-------- EXCERPTED PASSAGE

USD is brushing off reports that we could see a government shutdown as soon as Saturday after Trump said he opposed a stopgap funding bill but perhaps the sharp move lower in US equities reflects that risk more.  Historically I don’t believe US government shutdowns, as frightening as they sound, have negatively impacted USD to any great extent.  I have no doubt someone will prove me wrong on this but that’s my gut feel.

 

Overnight BoJ kept rates unchanged again as widely expected, USDJPY which had already gained after the FOMC made further gains, lifting up to 156.60 this morning, coming from lows below 151.00 just a week or so ago.  One member, Tamura, did vote to raise rates by 50bps.  Overall the economy is in line with expectations but BoJ did make it clear they are expecting inflation to rise and as such I think the Jan BoJ meeting is one to watch.  For now though, Yen weakness is the key.

----------------
-------- RECORDS SHOWN

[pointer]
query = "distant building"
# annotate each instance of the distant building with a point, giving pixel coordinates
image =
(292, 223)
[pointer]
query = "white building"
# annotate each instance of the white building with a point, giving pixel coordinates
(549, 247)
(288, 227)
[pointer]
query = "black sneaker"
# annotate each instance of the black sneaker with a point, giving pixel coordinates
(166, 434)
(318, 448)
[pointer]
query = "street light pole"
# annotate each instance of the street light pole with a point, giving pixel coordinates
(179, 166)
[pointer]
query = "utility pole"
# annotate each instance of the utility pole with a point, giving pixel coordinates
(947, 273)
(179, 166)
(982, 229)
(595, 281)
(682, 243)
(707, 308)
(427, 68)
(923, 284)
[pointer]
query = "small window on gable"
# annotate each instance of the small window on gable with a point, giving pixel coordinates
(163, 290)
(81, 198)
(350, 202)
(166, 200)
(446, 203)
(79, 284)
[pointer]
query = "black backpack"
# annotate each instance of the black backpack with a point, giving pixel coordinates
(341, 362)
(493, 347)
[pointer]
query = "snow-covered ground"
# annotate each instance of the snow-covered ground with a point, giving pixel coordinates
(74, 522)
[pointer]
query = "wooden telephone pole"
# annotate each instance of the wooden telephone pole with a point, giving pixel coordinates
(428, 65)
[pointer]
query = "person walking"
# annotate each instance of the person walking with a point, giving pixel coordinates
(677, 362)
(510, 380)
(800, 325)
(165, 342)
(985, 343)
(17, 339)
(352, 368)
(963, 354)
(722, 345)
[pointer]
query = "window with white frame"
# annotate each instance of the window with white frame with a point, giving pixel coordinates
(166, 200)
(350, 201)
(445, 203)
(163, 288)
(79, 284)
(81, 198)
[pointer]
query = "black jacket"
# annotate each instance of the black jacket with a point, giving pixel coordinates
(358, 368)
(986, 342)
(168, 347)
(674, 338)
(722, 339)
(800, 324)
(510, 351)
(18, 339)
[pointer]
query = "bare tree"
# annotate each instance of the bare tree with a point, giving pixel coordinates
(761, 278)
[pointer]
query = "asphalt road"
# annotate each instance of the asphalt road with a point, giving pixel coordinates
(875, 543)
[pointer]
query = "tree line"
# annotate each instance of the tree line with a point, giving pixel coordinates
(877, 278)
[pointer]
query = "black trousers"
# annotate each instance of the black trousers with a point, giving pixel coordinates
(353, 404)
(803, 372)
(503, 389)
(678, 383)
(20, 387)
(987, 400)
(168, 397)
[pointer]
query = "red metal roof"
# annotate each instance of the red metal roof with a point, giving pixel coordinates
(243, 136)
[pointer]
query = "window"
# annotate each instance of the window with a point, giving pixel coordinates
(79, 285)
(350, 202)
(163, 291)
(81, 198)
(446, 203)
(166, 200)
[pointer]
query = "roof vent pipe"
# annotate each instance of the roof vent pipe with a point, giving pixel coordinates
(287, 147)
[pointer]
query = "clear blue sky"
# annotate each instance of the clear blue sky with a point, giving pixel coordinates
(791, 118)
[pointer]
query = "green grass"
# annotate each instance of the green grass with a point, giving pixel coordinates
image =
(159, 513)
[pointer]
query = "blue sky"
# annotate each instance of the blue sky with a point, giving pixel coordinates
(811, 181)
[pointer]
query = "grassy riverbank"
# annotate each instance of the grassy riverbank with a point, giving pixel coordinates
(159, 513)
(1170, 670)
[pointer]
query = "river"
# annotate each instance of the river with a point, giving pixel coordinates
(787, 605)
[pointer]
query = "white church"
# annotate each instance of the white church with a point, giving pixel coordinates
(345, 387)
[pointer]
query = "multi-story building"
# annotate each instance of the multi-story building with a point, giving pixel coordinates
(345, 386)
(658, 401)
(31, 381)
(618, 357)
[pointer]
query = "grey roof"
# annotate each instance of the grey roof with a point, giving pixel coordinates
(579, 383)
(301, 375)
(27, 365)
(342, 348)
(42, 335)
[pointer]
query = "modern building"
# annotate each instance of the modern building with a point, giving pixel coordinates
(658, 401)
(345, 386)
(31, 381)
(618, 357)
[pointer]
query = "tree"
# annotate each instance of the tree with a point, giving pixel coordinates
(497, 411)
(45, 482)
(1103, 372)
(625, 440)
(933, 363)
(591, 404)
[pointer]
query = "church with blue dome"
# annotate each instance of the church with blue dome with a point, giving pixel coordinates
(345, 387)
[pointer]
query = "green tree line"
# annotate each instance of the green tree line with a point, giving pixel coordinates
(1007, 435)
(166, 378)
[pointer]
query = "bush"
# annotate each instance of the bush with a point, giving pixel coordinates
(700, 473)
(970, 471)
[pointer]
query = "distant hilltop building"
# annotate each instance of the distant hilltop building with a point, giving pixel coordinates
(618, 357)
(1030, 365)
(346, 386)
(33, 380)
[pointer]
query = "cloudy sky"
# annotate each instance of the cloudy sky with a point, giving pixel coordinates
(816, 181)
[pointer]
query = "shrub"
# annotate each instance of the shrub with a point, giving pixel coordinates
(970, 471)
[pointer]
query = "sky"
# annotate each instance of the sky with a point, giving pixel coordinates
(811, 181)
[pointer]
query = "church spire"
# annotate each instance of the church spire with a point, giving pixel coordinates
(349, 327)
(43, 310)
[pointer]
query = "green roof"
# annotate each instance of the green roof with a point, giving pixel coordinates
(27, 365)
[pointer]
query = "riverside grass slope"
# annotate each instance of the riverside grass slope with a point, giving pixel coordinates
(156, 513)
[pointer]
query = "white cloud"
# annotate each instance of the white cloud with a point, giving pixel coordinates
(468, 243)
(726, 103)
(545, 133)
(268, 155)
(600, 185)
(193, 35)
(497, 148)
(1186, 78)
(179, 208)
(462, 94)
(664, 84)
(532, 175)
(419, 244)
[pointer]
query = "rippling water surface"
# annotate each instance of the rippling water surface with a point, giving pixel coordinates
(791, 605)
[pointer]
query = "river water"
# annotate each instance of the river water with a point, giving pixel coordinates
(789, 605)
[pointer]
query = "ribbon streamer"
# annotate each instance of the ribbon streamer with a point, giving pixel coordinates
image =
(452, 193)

----------------
-------- RECORDS SHOWN

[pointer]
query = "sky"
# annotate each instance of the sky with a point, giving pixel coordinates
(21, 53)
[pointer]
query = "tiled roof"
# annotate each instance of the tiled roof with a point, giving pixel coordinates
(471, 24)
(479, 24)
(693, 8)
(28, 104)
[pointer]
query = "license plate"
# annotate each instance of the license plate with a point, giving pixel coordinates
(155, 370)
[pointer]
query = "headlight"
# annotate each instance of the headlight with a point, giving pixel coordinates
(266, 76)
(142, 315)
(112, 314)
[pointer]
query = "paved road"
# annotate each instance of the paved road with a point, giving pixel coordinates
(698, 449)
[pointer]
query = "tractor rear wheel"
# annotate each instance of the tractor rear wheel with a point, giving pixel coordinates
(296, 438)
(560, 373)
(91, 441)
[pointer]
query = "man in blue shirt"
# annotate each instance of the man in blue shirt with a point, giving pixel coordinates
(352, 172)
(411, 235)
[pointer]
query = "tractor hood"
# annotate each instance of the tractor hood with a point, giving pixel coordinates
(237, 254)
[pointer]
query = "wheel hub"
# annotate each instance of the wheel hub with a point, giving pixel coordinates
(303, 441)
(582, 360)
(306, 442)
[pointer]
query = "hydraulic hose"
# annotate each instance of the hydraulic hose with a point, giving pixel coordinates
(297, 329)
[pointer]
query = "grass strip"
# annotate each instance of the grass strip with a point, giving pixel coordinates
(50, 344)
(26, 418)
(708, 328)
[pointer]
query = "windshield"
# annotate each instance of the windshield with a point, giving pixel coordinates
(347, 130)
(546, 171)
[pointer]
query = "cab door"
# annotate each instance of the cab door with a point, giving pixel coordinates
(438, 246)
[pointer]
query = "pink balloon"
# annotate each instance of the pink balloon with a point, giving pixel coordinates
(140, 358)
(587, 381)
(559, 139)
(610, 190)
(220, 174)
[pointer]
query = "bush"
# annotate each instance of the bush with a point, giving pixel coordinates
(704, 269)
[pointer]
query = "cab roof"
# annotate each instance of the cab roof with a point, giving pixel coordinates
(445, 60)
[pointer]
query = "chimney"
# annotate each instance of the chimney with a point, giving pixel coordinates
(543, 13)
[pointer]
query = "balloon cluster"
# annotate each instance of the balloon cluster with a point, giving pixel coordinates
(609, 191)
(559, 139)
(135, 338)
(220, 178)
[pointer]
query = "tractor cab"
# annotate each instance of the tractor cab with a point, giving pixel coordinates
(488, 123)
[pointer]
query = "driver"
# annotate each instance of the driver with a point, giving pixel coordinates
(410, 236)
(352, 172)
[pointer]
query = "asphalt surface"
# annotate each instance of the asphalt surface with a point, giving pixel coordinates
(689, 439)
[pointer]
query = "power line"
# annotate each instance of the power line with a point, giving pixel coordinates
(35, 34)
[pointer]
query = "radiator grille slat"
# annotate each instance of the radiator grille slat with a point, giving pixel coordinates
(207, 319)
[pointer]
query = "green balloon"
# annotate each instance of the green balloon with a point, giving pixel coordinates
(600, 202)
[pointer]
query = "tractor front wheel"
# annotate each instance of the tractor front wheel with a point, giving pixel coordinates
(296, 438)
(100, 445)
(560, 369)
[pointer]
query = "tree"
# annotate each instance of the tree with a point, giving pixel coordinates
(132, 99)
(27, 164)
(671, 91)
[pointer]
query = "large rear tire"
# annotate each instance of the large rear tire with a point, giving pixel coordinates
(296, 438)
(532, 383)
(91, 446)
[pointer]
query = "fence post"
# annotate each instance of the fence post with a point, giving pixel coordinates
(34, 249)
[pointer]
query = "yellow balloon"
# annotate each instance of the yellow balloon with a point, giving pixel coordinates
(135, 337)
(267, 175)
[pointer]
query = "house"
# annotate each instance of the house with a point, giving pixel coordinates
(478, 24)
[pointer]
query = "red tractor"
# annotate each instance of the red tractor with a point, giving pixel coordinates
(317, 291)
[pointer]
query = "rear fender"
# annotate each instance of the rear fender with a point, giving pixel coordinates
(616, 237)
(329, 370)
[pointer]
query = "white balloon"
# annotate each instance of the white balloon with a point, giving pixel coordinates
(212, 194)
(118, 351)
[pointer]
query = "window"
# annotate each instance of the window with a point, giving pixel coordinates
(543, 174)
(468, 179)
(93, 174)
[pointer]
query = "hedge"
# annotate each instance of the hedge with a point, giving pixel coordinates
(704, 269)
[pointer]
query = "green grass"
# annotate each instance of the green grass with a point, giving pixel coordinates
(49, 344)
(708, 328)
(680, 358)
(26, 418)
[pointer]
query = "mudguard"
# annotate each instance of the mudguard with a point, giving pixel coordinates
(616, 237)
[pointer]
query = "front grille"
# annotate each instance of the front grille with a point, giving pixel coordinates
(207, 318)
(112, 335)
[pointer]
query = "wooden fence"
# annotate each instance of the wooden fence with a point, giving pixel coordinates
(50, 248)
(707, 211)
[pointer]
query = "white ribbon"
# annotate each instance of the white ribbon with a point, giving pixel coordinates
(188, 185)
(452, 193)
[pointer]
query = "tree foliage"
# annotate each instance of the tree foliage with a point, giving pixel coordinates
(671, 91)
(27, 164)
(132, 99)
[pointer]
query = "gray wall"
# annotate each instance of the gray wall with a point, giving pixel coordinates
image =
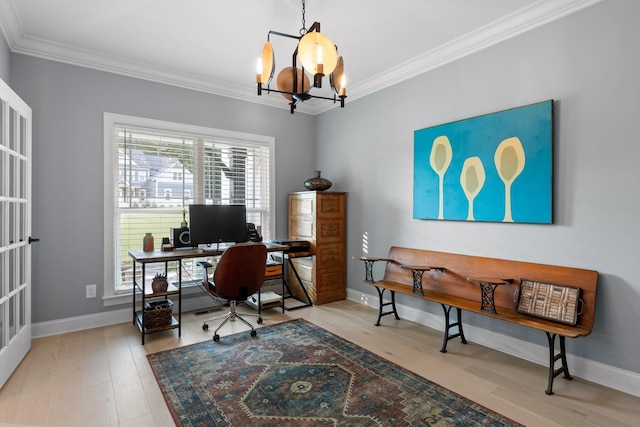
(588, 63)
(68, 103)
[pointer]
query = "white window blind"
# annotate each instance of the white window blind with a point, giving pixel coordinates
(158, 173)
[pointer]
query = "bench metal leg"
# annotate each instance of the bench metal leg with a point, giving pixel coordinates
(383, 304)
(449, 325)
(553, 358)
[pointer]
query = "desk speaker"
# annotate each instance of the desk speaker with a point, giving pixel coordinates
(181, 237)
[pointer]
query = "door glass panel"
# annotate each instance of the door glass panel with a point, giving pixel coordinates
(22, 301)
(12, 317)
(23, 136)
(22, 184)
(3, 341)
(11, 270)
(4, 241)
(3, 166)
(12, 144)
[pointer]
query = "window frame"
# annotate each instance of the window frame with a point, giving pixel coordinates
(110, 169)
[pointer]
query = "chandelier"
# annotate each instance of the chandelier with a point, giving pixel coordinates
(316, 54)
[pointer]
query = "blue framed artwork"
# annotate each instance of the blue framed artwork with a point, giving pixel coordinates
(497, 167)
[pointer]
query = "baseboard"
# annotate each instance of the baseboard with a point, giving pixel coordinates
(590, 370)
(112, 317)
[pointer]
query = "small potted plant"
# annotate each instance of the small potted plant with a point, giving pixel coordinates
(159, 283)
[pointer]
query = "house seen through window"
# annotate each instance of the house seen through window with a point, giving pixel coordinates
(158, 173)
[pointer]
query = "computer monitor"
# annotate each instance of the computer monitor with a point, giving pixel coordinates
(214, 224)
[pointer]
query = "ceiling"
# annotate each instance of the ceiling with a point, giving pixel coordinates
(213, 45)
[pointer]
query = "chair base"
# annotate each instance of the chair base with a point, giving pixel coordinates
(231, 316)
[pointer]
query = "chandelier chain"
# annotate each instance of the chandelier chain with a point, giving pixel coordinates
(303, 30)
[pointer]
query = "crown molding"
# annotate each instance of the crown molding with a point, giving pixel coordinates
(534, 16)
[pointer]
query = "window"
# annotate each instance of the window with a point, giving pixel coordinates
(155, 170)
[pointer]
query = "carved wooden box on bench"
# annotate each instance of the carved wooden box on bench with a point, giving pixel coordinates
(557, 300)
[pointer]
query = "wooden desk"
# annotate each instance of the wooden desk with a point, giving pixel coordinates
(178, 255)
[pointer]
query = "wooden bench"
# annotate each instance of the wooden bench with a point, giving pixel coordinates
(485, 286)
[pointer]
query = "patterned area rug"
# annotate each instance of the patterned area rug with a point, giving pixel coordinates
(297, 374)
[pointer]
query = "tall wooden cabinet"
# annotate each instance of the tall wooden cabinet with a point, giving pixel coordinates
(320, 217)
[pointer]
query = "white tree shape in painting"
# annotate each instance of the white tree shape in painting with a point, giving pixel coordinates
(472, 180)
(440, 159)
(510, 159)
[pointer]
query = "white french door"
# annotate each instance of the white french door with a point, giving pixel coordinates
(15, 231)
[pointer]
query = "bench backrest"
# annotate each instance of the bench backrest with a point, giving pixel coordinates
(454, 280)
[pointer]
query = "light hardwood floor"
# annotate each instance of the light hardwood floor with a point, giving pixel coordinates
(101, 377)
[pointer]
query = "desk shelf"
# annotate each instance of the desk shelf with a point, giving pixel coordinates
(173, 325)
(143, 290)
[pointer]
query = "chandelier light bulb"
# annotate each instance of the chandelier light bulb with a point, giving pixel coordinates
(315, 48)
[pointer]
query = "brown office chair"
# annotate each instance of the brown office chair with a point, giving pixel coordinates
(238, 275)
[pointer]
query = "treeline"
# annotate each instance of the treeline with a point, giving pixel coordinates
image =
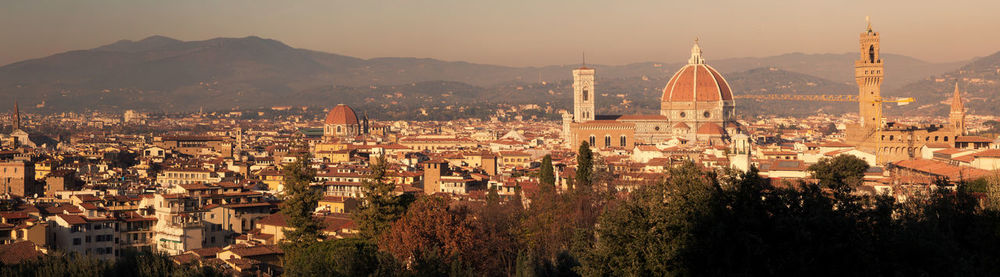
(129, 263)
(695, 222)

----------------

▶ **TASKS FOR THIS EXERCISE**
- a) Locate every line in the entries that contains the string "tractor", and copy each such line.
- b) Extend the currency market commentary on the dollar and the yen, beginning directly after its final sentence.

▶ **FINAL RESULTS**
- a)
query = "tractor rear wheel"
# annotate each instance of the tractor rear wheel with a point, giving pixel coordinates
query = "tractor hood"
# annotate each instance of the tractor hood with a point, giving pixel coordinates
query = "tractor cab"
# annotate each instance of the tractor cab with a point, giving pixel coordinates
query = "tractor front wheel"
# annotate each instance of the tractor front wheel with a point, giving pixel coordinates
query = "red tractor"
# annotate each instance of the red tractor with a point, giving pixel coordinates

- b)
NZ GDP overnight very much disappointed, coming is considerably lower than expected with a hefty downward revision to the previous months data as well.  No surprise that NZD fell on the report, GBPNZD traded up to 2.2400, over 300 points off yesterday morning levels, while NZDUSD was hit be a combination of the stronger USD and weaker NZD, reaching a low around 0.5610.  The Oct 2022 low around 0.5510 is in sight. Expect more rate cuts at the Feb RBNZ meeting, although if I am not mistaken RBNZ have previously said they are not confined to scheduled meetings to cut rates.  Perhaps they’ll act before Feb.   

 

AUD failed to make significant gains against NZD, the pair traded up to 1.1075 but after the NZD data and a higher than forecast Aussie inflation expectation number overnight, RBA still on hold and RBNZ on track to cut rates further I’d have thought it the pair could break higher.  Currently 1.1055, AUD weakness is more pronounced against GBP with GBPAUD now 2.0225, while AUDUSD dipped below 0.6200, now 0.6245.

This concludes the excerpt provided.